Pointing records:

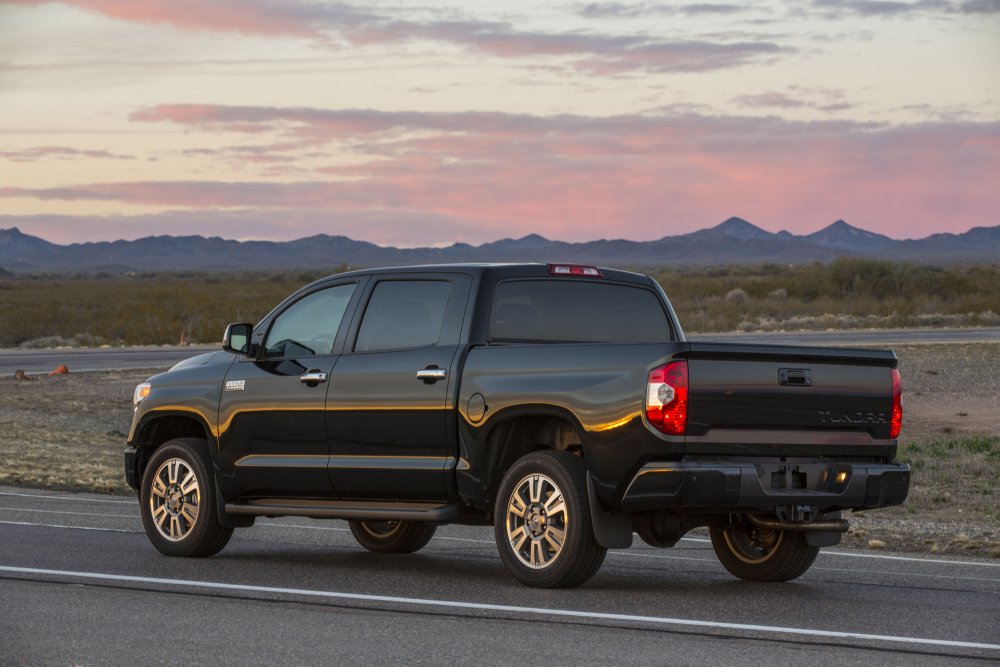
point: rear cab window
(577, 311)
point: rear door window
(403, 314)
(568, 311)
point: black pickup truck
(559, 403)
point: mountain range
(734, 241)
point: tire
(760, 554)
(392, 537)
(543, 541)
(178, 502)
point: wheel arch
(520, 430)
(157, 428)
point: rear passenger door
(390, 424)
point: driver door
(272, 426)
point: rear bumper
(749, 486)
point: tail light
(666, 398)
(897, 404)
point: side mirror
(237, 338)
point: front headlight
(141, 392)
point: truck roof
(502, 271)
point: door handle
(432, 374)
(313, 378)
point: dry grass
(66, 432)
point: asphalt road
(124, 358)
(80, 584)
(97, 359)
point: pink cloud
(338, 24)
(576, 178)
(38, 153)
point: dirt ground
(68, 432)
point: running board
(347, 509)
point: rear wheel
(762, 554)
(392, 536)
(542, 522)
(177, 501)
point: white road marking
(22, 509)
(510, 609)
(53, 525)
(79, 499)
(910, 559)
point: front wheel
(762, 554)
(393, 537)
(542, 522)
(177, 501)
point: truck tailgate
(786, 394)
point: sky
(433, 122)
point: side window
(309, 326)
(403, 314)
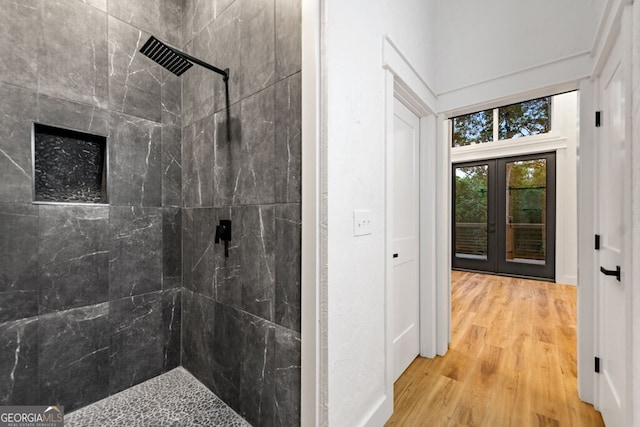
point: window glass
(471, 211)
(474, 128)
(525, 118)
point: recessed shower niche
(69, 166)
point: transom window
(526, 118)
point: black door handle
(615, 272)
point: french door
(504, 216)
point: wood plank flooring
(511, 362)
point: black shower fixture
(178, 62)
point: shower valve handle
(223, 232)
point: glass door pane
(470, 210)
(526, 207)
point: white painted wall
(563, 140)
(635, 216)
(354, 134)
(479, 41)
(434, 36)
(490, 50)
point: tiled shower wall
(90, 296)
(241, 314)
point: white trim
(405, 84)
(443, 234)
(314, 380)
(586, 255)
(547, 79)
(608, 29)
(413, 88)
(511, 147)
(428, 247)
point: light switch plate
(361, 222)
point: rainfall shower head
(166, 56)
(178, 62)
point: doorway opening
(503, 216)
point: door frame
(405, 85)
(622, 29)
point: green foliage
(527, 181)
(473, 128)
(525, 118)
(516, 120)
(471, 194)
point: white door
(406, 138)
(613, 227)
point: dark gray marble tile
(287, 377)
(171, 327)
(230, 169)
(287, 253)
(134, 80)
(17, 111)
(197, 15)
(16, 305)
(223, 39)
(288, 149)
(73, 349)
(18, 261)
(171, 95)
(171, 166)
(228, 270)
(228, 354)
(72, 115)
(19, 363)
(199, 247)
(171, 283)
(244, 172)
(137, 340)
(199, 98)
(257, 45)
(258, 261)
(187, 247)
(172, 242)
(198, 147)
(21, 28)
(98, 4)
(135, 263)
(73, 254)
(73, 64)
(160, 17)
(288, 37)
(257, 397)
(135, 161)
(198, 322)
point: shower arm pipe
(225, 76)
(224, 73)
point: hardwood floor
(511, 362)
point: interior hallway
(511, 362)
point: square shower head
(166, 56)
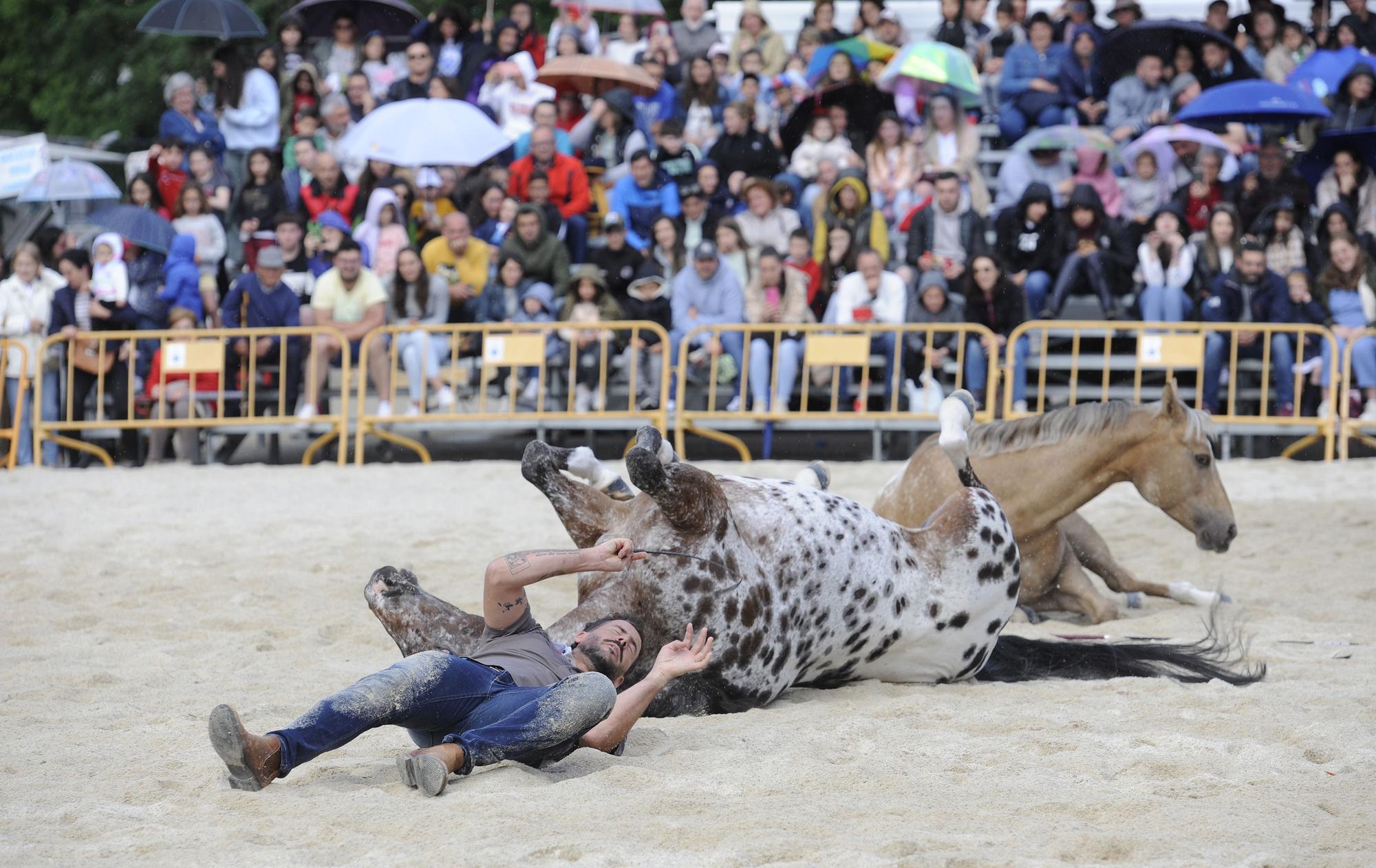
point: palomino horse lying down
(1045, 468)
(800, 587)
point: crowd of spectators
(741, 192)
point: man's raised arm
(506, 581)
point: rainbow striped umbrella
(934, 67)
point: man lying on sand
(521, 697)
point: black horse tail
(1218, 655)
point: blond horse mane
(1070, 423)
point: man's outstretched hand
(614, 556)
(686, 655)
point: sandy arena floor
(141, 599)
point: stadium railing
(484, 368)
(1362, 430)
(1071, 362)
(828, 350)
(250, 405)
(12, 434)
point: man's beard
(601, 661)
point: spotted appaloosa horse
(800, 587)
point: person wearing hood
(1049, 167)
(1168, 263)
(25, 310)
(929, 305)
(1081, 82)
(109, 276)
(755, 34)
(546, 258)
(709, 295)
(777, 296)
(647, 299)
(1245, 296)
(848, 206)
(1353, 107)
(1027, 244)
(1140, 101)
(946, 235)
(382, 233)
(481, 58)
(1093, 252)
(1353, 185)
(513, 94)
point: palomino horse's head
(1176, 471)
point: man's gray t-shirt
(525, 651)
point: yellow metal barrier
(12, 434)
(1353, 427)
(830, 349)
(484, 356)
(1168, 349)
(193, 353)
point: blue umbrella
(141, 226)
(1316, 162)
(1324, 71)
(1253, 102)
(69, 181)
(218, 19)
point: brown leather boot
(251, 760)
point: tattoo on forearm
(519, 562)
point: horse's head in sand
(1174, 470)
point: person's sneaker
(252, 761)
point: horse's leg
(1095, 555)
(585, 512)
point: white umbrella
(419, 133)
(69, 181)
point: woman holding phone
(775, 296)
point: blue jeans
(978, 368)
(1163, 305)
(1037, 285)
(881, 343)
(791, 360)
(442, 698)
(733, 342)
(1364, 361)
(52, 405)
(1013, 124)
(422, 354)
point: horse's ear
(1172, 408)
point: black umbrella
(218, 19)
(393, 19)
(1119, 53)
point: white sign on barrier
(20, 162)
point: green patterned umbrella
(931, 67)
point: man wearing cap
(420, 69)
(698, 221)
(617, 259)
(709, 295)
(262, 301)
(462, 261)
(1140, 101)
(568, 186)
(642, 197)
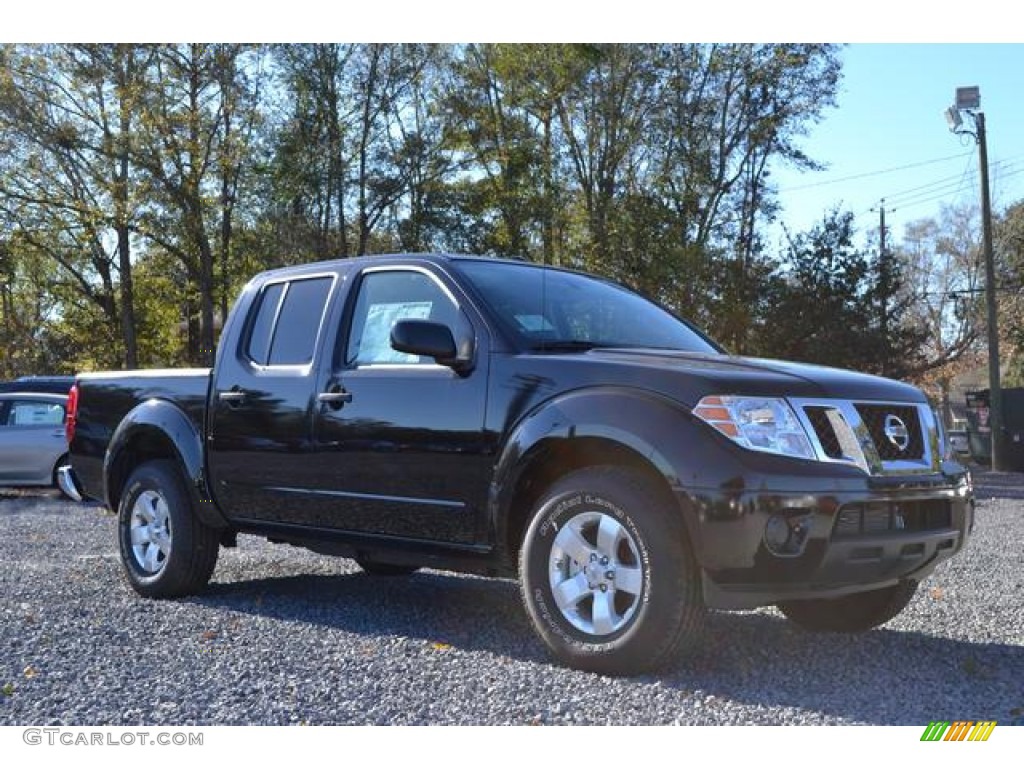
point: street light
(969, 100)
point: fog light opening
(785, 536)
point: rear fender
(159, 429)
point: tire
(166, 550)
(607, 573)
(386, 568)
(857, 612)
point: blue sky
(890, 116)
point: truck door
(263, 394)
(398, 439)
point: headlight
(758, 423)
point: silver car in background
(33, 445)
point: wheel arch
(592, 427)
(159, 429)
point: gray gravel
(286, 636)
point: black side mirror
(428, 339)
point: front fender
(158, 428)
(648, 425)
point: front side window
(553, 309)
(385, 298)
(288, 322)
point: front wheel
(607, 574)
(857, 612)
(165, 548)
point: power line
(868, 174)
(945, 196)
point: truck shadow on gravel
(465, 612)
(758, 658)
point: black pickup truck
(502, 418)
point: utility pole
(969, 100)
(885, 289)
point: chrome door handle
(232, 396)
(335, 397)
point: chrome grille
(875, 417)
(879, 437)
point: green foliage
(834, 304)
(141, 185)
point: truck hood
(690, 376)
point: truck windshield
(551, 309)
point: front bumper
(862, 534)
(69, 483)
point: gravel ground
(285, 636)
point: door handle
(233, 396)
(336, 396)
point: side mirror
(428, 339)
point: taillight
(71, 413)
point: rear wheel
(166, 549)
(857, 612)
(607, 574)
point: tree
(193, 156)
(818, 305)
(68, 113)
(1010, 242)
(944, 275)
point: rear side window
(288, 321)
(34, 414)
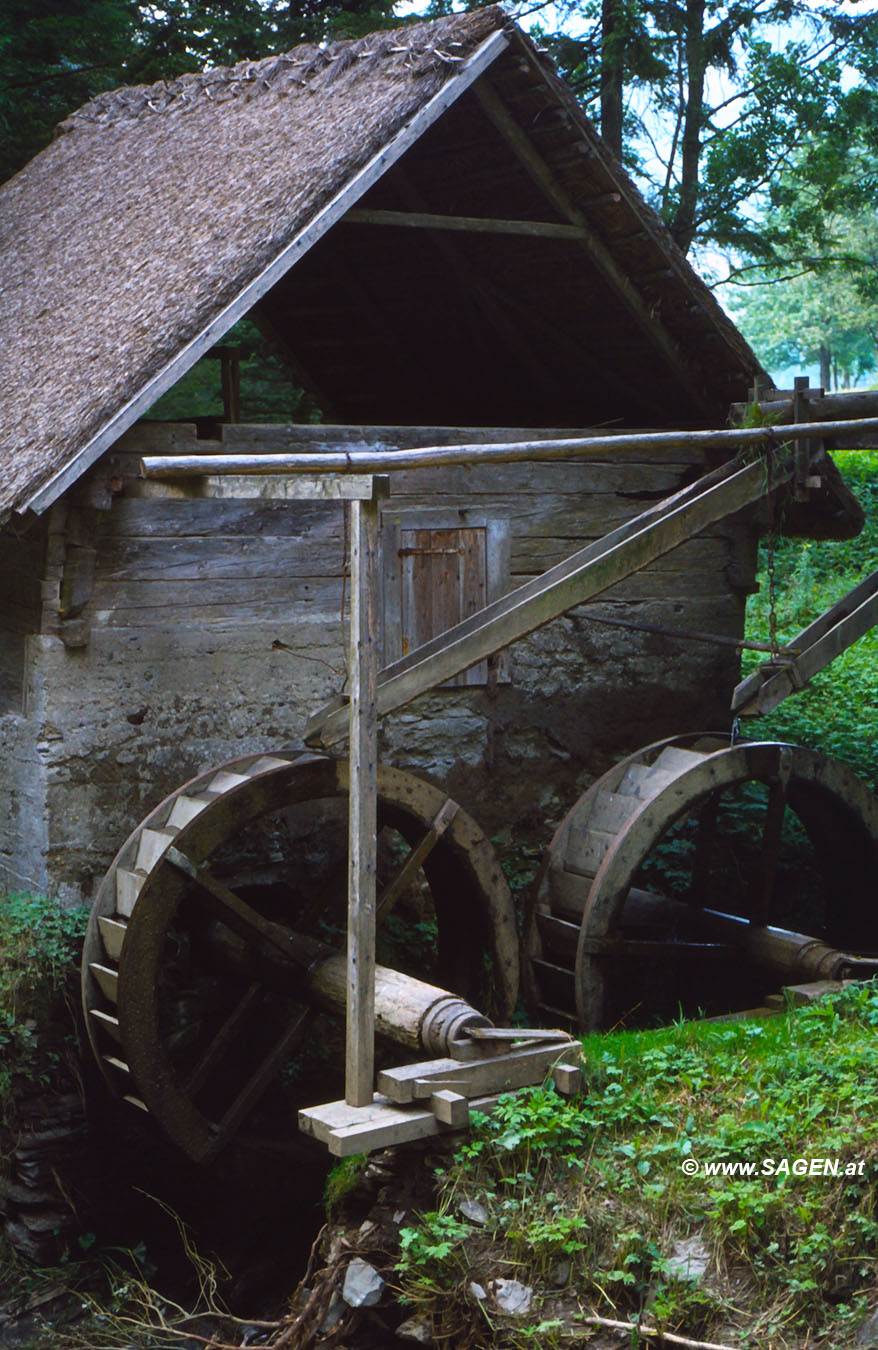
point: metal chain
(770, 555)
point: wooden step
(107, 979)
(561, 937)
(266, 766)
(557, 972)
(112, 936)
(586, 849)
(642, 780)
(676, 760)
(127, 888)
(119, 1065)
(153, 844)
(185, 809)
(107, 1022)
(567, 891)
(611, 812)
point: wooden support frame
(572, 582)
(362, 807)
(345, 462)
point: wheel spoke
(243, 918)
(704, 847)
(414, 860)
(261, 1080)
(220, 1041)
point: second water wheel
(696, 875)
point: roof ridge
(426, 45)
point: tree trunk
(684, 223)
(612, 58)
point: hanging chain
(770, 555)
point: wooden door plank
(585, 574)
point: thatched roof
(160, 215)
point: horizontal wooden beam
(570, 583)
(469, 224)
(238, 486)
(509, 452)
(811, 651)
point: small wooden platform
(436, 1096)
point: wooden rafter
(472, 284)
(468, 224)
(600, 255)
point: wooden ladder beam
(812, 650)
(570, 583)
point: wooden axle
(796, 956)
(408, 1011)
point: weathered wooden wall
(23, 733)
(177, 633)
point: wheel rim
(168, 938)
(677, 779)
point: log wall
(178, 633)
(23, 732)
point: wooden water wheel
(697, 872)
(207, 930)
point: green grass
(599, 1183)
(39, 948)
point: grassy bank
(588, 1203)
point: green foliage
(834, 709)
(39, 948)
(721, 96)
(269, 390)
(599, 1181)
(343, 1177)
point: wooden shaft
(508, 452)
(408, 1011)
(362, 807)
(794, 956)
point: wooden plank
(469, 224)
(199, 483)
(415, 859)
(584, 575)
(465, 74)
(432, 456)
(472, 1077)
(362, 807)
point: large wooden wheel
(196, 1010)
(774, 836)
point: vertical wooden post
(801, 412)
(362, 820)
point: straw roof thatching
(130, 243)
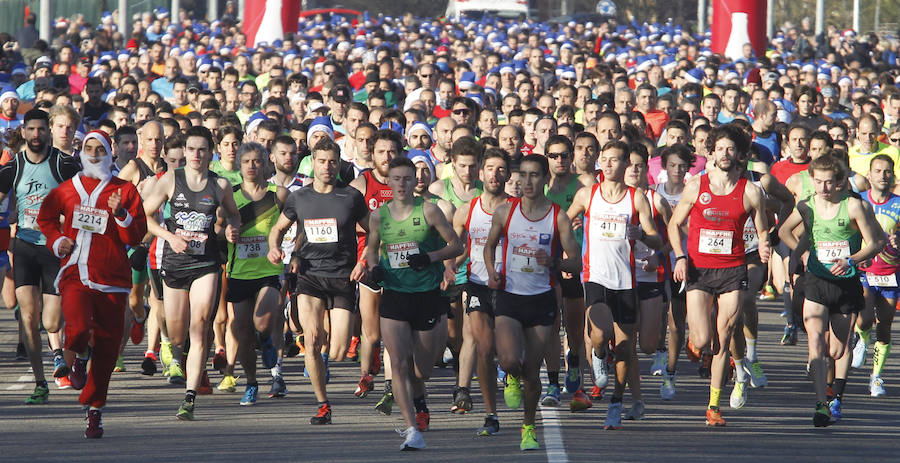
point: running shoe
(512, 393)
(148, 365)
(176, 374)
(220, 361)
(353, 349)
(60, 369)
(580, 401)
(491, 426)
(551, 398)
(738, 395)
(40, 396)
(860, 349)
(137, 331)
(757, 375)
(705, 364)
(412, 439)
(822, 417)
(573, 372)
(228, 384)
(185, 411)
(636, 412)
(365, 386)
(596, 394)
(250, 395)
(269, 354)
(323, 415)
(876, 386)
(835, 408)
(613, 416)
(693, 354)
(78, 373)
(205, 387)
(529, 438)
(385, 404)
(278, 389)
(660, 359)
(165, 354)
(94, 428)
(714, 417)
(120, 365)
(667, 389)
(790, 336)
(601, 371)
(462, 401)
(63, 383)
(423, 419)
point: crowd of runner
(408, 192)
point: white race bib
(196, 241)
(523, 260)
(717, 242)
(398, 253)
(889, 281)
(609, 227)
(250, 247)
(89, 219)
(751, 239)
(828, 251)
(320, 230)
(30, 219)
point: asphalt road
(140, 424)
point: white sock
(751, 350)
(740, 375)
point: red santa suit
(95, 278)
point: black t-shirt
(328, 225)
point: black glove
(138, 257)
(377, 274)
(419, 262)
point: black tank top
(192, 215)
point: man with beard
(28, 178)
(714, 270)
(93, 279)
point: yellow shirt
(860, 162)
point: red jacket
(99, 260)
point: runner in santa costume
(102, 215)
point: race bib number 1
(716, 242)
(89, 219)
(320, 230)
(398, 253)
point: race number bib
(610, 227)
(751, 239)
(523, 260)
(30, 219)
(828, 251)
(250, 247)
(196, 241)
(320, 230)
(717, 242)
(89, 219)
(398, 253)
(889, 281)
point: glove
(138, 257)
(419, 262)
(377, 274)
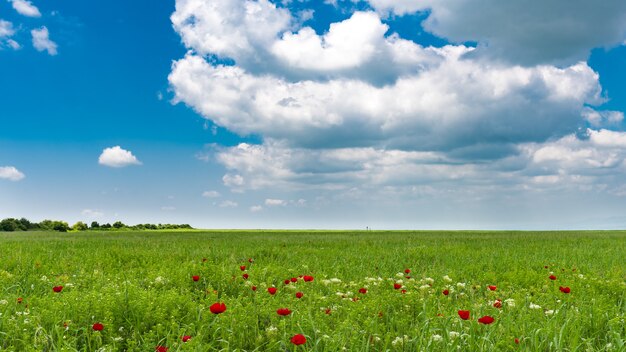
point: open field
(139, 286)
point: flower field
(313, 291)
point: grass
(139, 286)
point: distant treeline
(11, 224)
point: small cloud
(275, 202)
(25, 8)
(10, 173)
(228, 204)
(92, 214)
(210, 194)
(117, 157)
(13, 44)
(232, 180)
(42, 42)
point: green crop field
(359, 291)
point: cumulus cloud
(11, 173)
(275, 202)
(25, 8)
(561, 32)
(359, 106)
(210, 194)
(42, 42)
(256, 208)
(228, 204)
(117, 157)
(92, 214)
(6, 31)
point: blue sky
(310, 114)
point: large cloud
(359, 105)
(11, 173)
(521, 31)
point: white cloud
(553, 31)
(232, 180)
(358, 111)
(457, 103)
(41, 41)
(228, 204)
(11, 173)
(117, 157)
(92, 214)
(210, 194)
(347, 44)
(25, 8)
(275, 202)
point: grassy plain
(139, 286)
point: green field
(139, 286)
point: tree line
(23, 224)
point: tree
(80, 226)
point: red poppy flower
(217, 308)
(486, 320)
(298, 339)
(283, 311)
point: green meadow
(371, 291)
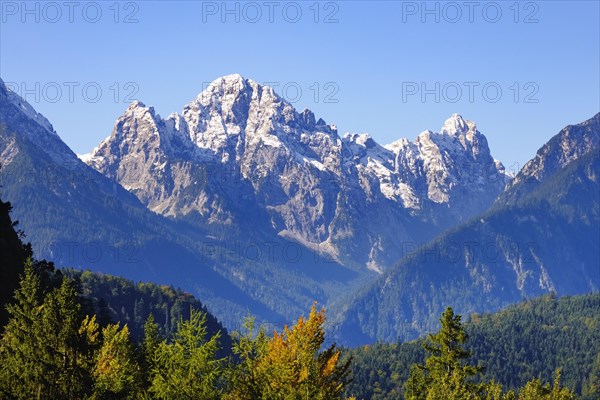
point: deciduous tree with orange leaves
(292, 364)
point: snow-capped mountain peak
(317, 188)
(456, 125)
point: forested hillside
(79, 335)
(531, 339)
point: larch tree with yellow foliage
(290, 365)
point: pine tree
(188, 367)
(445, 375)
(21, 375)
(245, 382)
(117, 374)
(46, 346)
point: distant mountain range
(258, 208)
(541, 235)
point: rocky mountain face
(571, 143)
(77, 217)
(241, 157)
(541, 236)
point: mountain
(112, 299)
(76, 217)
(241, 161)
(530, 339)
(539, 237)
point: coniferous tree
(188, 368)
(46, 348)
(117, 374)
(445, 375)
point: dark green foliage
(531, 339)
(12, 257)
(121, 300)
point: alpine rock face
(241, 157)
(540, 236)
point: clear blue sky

▶ [Exercise prompt]
Take the part of the rows that opens with the line containing "point: wooden axle" and closes with the line containing "(588, 1203)", and write it out again with "wall" swapped for "siding" and nothing else changed.

▶ [The completed task]
point: wooden axle
(796, 956)
(408, 1011)
point: weathered wooden siding
(23, 733)
(177, 633)
point: wheel rim
(168, 938)
(677, 779)
point: log siding
(178, 633)
(23, 732)
point: wooden water wheel
(697, 872)
(207, 930)
point: green grass
(599, 1183)
(39, 948)
point: grassy bank
(588, 1203)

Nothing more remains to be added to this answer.